Excerpted text
Marrese was re-elected to the Metro Separate School Board in 1978, representing Ward Twenty-One in the Jane and Finch area. During the campaign, he argued that too many board decisions were made in private session and said he would work to ensure continued cooperation with the North York School Board. He was re-elected in 1980, and unsuccessfully challenged Paul Duggan for the chairmanship of the board in November 1981. In December 1981, Marrese argued that members of the North York Public School Board and the Metro Separate School Board should be appointed to North City's city planning board. He claimed this step was necessary to ensure the proper sale of school properties in later years.

==Controversy and conviction==
Marrese's 1982 re-election bid was marked by two separate controversies. He was arrested on June 16, 1982 on charges of "breach of trust, and as a public official seeking to accept a reward and agreeing to vote for consideration" relating to the sale of the school board's former headquarters on Laird Drive. At around the same time, fellow trustee Antonio Signoroni suggested that Marrese may have been in a conflict-of-interest by voting to give school board contracts to his cousin Peter Caruso, a trustee on the North York Board of Education with whom Marrese shared an office. Marrese acknowledged that the contracts in question were awarded to Caruso, but denied any wrongdoing and said that he had never shown preference to his cousin. He questioned Signoroni's motives in raising the matter, noting that another of his relatives was challenging Signoroni in the 1982 election. Notwithstanding the controversies, Marrese was again re-elected for Ward Thirteen in the 1982 Toronto municipal election. Marrese's trial took place in late 1983. He was formally charged with one count of breach of trust and six counts of accepting a benefit. His accuser, John Lonergan, testified that Marrese approached him in June 1982 and "asked to be paid $30,000 for ensuring that the [separate school] board accepted a $1,925,000 offer". Marrese pleaded not guilty to all charges. His lawyer argued that Marrese had been set up by Lonergan, a charge that Lonergan denied.

Task description
Continue the text about Marrese's school board career and trial, starting after its last sentence. The records come from a source separate from the text.

Records supplied

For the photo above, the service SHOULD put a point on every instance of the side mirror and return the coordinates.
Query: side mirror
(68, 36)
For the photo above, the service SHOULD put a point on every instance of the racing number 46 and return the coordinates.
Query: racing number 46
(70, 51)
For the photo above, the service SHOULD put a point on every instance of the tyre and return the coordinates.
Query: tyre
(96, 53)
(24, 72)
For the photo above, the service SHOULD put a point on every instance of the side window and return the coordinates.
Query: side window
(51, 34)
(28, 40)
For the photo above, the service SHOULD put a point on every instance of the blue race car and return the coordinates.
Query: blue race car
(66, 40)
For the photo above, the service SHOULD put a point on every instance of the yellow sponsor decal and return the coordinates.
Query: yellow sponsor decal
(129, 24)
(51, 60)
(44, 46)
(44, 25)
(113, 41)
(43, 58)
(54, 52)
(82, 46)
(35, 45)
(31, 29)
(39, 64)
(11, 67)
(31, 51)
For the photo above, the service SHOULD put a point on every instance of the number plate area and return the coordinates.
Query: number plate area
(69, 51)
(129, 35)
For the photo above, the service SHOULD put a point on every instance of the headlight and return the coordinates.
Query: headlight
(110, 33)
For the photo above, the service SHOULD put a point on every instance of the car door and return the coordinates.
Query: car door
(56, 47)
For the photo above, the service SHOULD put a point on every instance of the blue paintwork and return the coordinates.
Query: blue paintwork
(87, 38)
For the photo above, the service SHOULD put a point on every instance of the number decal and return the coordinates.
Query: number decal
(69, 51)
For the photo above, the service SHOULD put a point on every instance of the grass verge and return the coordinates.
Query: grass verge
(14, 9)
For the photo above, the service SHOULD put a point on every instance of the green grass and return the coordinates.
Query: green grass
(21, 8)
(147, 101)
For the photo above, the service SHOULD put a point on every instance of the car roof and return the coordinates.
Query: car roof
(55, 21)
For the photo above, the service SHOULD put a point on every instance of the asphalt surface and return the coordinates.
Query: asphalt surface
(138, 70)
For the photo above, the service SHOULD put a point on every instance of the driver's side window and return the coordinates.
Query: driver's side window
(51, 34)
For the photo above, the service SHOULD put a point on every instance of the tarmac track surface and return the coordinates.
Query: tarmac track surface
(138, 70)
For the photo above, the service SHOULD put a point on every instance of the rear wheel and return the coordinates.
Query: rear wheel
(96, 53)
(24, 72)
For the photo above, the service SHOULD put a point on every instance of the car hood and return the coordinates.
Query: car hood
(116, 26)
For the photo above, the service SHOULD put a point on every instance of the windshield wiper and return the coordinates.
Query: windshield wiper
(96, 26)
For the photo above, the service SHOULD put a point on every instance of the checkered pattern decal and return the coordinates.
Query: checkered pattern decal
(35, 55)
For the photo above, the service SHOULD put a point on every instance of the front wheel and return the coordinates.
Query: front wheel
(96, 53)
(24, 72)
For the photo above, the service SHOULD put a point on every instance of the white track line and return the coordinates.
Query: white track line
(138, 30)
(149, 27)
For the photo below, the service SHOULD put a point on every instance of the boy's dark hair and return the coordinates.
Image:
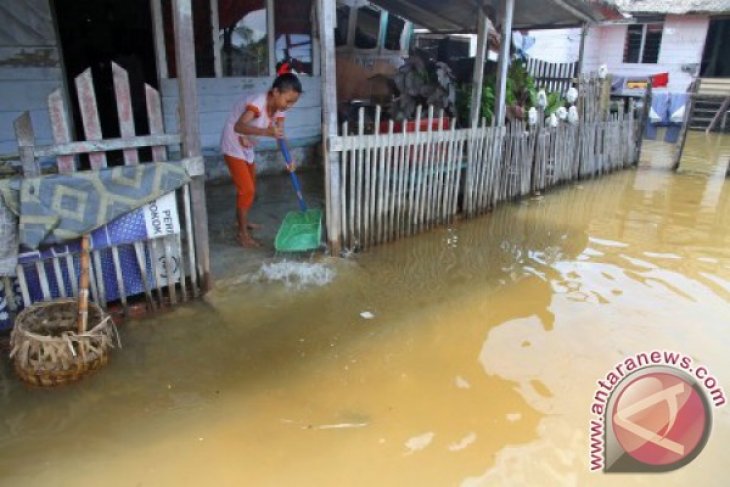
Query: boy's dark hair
(286, 82)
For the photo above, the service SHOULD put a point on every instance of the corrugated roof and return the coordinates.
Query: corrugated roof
(675, 7)
(462, 15)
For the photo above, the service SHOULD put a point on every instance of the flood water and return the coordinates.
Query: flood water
(465, 356)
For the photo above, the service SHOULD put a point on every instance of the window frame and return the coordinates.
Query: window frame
(382, 32)
(642, 47)
(161, 54)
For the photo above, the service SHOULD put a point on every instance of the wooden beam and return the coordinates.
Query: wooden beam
(577, 13)
(478, 75)
(90, 146)
(158, 28)
(500, 110)
(326, 16)
(189, 130)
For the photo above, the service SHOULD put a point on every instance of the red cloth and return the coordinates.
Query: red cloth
(660, 80)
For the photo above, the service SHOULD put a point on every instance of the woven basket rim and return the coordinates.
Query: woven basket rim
(21, 321)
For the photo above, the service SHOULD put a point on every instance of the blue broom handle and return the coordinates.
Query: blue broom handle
(294, 179)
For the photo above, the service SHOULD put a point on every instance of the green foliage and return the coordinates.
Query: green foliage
(463, 103)
(521, 92)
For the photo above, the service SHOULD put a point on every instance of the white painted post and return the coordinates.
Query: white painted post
(326, 10)
(159, 34)
(214, 30)
(478, 75)
(189, 130)
(270, 37)
(508, 7)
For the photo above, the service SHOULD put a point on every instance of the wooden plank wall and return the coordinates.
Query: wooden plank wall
(29, 68)
(552, 76)
(216, 97)
(58, 274)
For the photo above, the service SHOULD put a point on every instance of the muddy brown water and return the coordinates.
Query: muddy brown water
(465, 356)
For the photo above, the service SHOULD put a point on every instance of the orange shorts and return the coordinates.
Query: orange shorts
(244, 178)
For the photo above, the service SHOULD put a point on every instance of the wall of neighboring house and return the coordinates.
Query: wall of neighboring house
(30, 69)
(683, 40)
(555, 45)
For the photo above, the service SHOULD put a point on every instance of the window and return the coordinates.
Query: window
(642, 43)
(293, 35)
(243, 33)
(368, 28)
(204, 60)
(394, 33)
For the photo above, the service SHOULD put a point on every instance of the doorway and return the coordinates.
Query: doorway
(92, 34)
(715, 61)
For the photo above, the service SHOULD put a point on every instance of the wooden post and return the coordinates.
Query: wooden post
(270, 37)
(507, 10)
(26, 140)
(693, 88)
(189, 131)
(326, 11)
(642, 122)
(159, 34)
(605, 102)
(214, 30)
(581, 50)
(478, 76)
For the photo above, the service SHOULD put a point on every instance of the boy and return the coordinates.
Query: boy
(260, 115)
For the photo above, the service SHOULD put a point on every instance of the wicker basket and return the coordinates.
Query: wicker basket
(48, 350)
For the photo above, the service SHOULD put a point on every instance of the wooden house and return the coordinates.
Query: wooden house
(199, 56)
(683, 40)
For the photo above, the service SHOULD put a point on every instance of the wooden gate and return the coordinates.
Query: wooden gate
(166, 268)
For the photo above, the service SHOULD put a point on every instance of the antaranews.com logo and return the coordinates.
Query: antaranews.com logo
(652, 413)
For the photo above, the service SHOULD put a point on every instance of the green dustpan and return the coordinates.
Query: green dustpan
(301, 230)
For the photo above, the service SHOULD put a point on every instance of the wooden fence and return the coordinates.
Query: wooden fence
(166, 266)
(552, 76)
(398, 183)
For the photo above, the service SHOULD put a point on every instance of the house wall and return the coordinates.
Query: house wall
(683, 41)
(555, 45)
(30, 68)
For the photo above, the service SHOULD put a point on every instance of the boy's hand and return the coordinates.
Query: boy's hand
(245, 142)
(276, 131)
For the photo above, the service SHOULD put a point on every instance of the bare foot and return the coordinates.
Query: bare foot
(245, 240)
(251, 226)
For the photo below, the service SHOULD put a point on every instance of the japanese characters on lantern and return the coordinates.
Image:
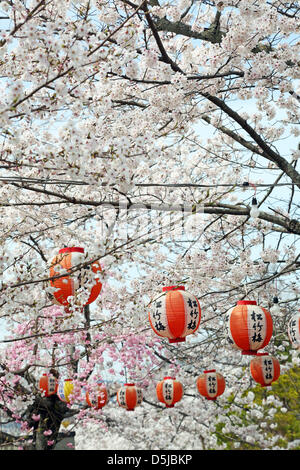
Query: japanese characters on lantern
(294, 330)
(48, 385)
(129, 396)
(175, 314)
(68, 285)
(211, 384)
(97, 398)
(249, 327)
(169, 391)
(265, 369)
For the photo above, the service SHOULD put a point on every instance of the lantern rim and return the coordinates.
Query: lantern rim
(170, 288)
(246, 302)
(176, 340)
(72, 249)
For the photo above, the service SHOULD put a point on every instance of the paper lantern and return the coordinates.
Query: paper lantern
(294, 330)
(249, 327)
(174, 314)
(69, 284)
(169, 391)
(97, 399)
(211, 384)
(129, 396)
(48, 385)
(265, 369)
(65, 389)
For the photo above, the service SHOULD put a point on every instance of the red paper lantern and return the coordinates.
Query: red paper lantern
(265, 369)
(249, 327)
(169, 391)
(97, 399)
(129, 396)
(65, 390)
(211, 384)
(69, 284)
(174, 314)
(48, 385)
(294, 331)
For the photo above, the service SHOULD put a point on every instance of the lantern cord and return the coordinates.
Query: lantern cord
(253, 186)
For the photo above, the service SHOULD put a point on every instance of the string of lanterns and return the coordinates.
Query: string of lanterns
(174, 314)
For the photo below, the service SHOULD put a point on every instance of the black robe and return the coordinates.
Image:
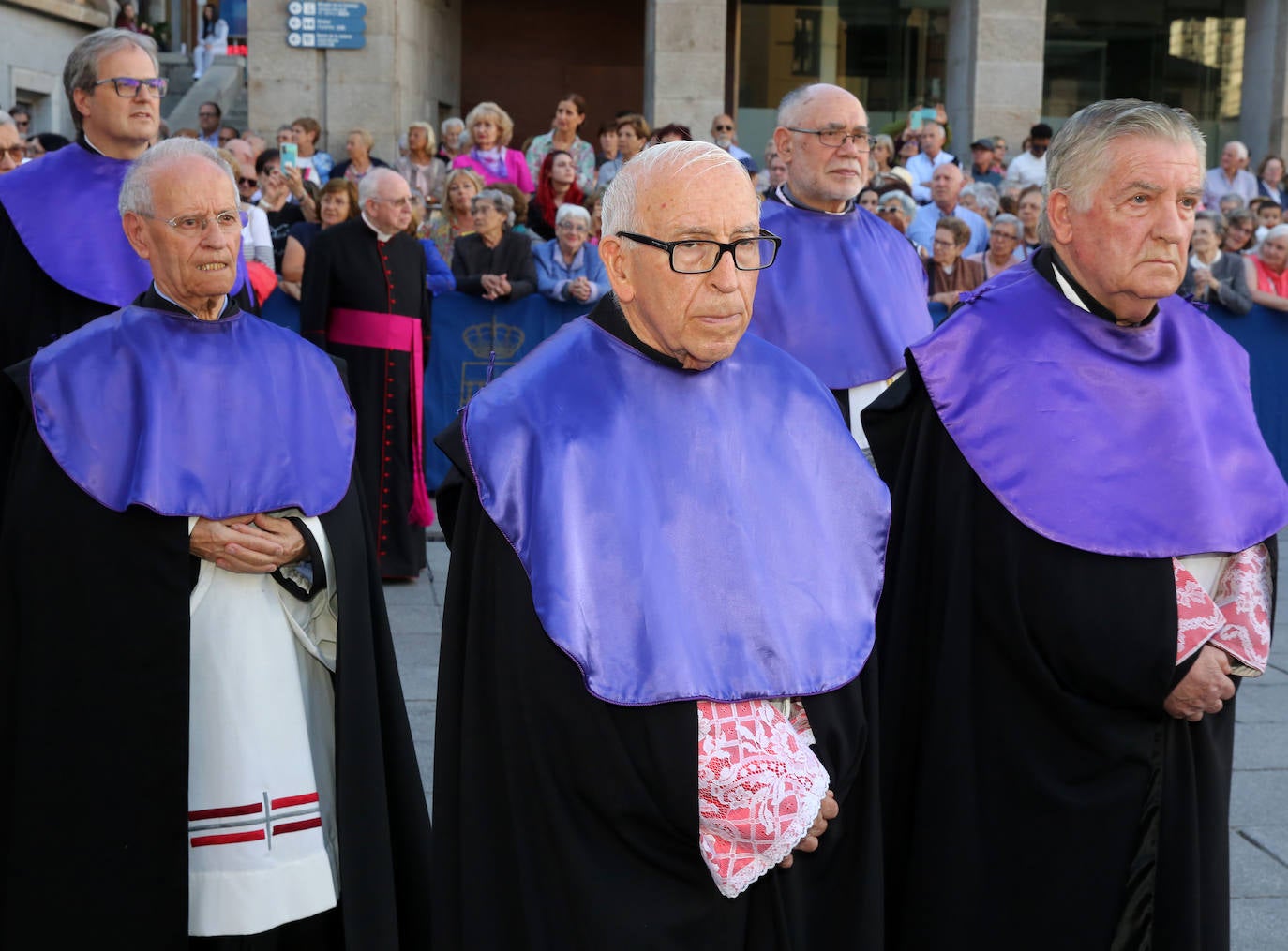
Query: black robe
(348, 268)
(1036, 793)
(94, 726)
(563, 821)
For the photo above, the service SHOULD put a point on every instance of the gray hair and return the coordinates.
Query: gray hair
(620, 207)
(1215, 217)
(906, 201)
(137, 189)
(985, 196)
(368, 186)
(1005, 217)
(82, 68)
(500, 201)
(1075, 164)
(572, 211)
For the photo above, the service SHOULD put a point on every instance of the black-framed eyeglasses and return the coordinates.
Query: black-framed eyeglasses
(835, 138)
(127, 88)
(192, 226)
(701, 255)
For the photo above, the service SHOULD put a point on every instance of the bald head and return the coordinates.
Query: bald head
(819, 175)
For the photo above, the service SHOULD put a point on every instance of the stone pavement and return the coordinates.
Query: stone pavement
(1259, 802)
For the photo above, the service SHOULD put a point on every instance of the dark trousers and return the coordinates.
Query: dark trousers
(322, 932)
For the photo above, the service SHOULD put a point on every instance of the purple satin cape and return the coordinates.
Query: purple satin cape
(846, 295)
(1132, 441)
(688, 536)
(64, 209)
(191, 417)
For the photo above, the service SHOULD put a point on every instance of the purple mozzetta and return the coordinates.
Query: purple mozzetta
(1133, 441)
(64, 209)
(712, 534)
(846, 296)
(134, 407)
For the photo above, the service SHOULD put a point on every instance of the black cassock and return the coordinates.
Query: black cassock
(94, 726)
(563, 821)
(1036, 792)
(347, 266)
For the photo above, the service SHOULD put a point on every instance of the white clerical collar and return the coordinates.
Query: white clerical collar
(382, 236)
(165, 296)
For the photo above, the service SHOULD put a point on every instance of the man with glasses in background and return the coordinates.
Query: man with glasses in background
(365, 299)
(847, 292)
(662, 540)
(64, 258)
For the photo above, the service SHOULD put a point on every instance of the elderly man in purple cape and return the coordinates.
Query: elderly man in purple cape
(847, 292)
(64, 259)
(1081, 569)
(202, 734)
(666, 554)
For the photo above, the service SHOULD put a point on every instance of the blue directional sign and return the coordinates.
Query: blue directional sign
(326, 24)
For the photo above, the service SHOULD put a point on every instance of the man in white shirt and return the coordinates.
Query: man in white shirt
(923, 164)
(1230, 176)
(1029, 168)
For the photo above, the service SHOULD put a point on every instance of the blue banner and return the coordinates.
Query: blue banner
(467, 333)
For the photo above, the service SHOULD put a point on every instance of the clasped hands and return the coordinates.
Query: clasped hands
(827, 810)
(247, 543)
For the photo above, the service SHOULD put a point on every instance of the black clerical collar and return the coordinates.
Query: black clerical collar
(154, 300)
(1046, 261)
(785, 195)
(610, 318)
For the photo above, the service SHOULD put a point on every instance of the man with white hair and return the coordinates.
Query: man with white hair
(364, 297)
(202, 729)
(1081, 569)
(1230, 175)
(847, 293)
(631, 650)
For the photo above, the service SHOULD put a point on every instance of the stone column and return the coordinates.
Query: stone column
(684, 62)
(1264, 100)
(995, 69)
(409, 66)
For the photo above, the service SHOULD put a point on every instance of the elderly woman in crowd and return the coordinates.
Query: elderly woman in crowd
(557, 186)
(491, 130)
(1004, 241)
(360, 161)
(1266, 271)
(337, 202)
(493, 262)
(461, 186)
(1029, 211)
(633, 133)
(951, 275)
(1240, 230)
(423, 171)
(567, 271)
(898, 209)
(1215, 275)
(569, 113)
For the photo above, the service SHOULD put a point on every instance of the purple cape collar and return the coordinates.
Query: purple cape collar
(1131, 441)
(65, 210)
(687, 536)
(846, 296)
(189, 417)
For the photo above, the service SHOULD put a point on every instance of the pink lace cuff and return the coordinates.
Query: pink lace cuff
(1236, 617)
(758, 788)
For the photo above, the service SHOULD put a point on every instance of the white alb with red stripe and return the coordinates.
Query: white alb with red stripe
(262, 836)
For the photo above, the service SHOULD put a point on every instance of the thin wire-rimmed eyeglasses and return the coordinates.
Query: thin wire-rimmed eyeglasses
(127, 88)
(701, 255)
(835, 138)
(228, 221)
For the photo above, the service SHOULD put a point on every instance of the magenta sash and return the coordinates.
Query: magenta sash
(402, 334)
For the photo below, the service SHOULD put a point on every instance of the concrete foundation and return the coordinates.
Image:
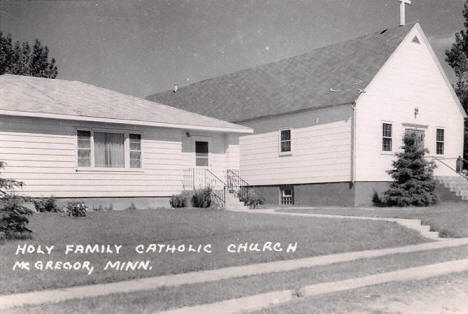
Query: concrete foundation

Result of this exercise
The six acceptance charges against Marrese were dismissed on a legal technicality in mid-October 1983, when the judge ruled that a school trustee cannot be considered a municipal official. Defending himself against the remaining breach-of-trust charge, Marrese told the court that he had only agreed to make an improper financial arrangement with Lonergan to procure evidence that the realtor was trying to bribe him. He testified that he had been planning to take his evidence to the next board meeting in order "to reveal the bribe and vote against Lonergan's offer"; this course of action was, he added, made impossible by his arrest. In his closing remarks, the Crown council described Marrese's explanation as "unmitigated lies" and "nonsense". The judge agreed, describing Marrese's testimony as "untruthful" and "a total fabrication". Marrese was found guilty of breach-of-trust on November 7, 1983. Marrese's criminal conviction meant that he automatically lost his seat on the separate school board. Jack Graham, the board's acting chairman, described the conviction as the most embarrassing incident in the history of Catholic education in Ontario. On November 23, Marrese was stripped of his real estate license and sentenced to a year in prison. He was forced to resign from the Ontario Mortgage Corp. and the Ontario Land Corp. At the time of his arrest, Marrese served as director of the Toronto Columbus Lions Club, and vice-president of the Italian-Canadian Benevolent Fund.

==Late career==
Marrese worked as a real estate broker following his release. In 1986, he made an unsuccessful bid to purchase the rights for property development on a North York city block surrounded by Yonge, Princess, Empress and Doris Streets. Marrese offered to pay $21 million for land valued at $10 million, an offer that North York Mayor Mel Lastman described as "ludicrous". He died on April 18, 2012, aged 90.